MATERIAL TO PROCESS

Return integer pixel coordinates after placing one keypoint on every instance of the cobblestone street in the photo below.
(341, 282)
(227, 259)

* * *

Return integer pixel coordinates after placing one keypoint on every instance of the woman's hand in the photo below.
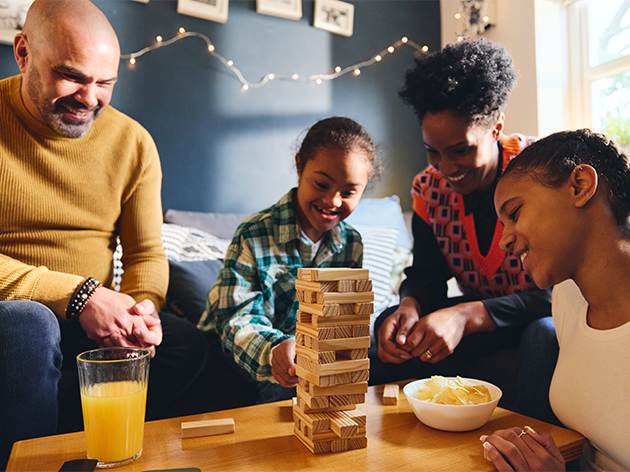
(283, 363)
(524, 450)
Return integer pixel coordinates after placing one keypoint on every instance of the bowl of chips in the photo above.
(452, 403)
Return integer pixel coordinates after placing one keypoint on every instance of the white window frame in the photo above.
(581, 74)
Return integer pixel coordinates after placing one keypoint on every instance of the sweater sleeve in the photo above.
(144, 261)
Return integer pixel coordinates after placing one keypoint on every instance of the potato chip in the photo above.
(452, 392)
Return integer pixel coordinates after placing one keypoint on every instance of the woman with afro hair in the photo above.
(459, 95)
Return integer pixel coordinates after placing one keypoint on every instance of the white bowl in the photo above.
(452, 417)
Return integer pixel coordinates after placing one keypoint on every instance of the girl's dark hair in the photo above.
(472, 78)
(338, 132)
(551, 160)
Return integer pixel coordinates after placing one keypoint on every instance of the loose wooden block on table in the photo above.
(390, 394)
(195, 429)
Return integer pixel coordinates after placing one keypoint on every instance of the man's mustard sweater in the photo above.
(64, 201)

EXERCISE
Find each line of the records above that contains the word "below", and copy those lines out in full.

OUTPUT FOR THIS EXERCISE
Return integer pixel coordinates after placing one keypoint on every instance of the cobblestone street in the photo below.
Return integer pixel coordinates after placing one keypoint on every instance of the woman's hand in the photo below.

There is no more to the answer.